Print, word for word, the portion of the ultrasound simulation project description that starts at the words "Large-Scale Ultrasound Propagation" and stops after the words "tools, Computer science.".
*** Opening DOCUMENT SEGMENT ***
Large-Scale Ultrasound Propagation Simulations in the Human Brain
Project Period: 1. 1. 2014 - 31. 12. 2016
Project Type: grant
Agency: South Moravian Centre for International Mobility
Brain research, Oncology, Acoustics, Computational physics, Modelling tools, Computer science.
The simulation of ultrasound wave propagation through biological tissue has a wide range of practical applications. Recently, high intensity focused ultrasound has been applied to functional neurosurgery as an alternative, non-invasive treatment of various brain disorders such as brain tumours, cerebral haemorrhage, essential tremor, and Parkinsons disease. The technique works by sending a focused beam of ultrasound into the tissue, typically using a large transducer. At the focus, the acoustic energy is sufficient to cause cell death in a localised region while the surrounding tissue is left unharmed. The major challenge is to ensure the focus is accurately placed at the desired target within the brain because the skull can significantly distort it. The accurate ultrasound simulations thus gain importance in providing patient specific treatment plans. However, existing simulation tools are unable to cope with the extreme scale and physical complexity of realistic simulations in the brain.
The aim of this project is to develop, validate and apply new computer models to simulate how ultrasound waves travel through the intact skull and inside the brain. These models will be based on innovative advances in theoretical acoustic and numerical methods, and will use the state-of-the-art computing facilities that have only recently become available. They will allow to accurately predict the position of the focus in the brain during the treatment for the first time. This will allow physicians to carefully plan and optimise the treatment parameters to increase the effectiveness of the focused ultrasound surgery, reduce the time it takes to treat patients and extend the range and location of cancers that are eligible for treatment.
*** Closing DOCUMENT SEGMENT ***
*** Opening DATA PROVIDED ***
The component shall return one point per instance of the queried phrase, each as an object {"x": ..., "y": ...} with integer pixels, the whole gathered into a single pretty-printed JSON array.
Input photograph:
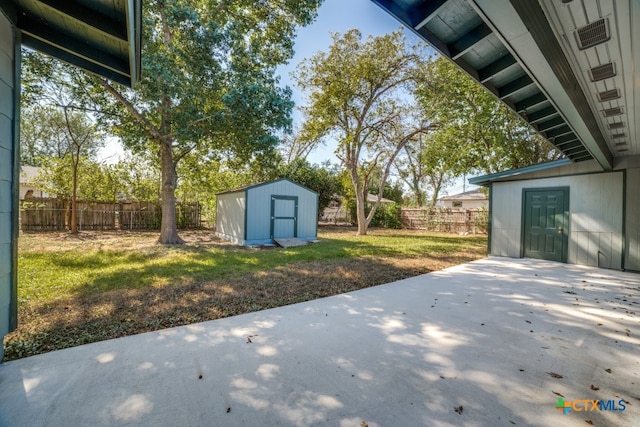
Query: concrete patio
*** Closing DATA PROVIDED ***
» **RESPONSE AREA**
Large-Scale Ultrasound Propagation Simulations in the Human Brain
Project Period: 1. 1. 2014 - 31. 12. 2016
Project Type: grant
Agency: South Moravian Centre for International Mobility
Brain research, Oncology, Acoustics, Computational physics, Modelling tools, Computer science.